• _MATERIAL PROVIDED_

# # # # #

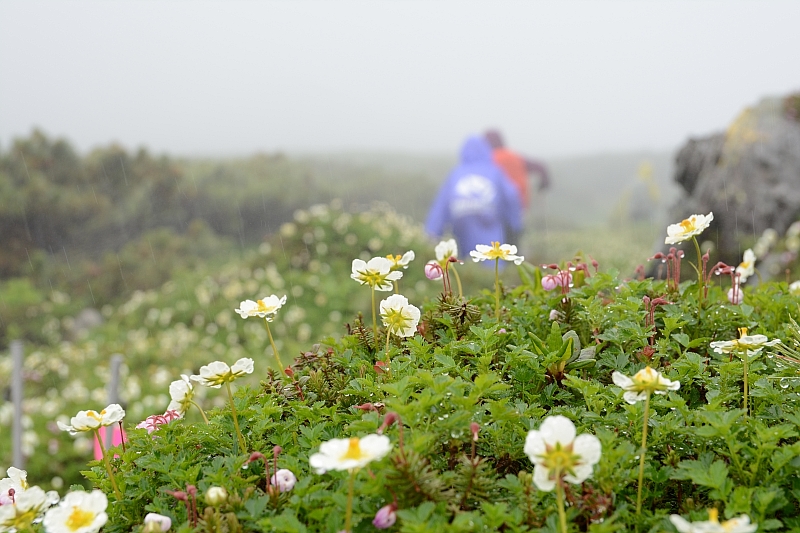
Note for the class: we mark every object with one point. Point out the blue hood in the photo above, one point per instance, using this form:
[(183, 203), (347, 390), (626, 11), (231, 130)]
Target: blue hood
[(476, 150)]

# # # # #

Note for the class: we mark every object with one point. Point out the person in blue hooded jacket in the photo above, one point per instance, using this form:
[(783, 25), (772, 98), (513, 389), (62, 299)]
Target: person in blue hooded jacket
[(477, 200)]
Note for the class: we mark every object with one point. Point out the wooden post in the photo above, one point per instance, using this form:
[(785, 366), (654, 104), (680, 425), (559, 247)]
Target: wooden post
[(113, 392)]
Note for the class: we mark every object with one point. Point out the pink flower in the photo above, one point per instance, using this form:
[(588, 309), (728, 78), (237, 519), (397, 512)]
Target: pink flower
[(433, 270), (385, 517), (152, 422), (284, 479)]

# # # # #

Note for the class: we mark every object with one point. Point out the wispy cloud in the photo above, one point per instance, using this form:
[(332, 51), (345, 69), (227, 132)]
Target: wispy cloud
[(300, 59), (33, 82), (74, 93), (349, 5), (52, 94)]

# # # # #

• _INSTRUCTIONS FOR THE TASK_
For each line above that contains the word "this", give the line as it is written.

• _ANSWER SPACE_
Note for the class: we mark every object with one point. Point out the blue hood in the photo above, one point per instance, using this form:
Note for the class: we mark every object with one point. Point out the person in blue hooded jacket in the photo above, one point per instance, using this form:
Note for the class: we mark every object with one point. Point out the wooden post in the photo above, one point per instance, using this form:
Note for the class: we mark every object with one point. Point out the pink flower in the photo above, one point per instance, using this form:
Note for the class: we mark every object with one point. Point out the wispy cloud in the photo above, one point per instance, using this form:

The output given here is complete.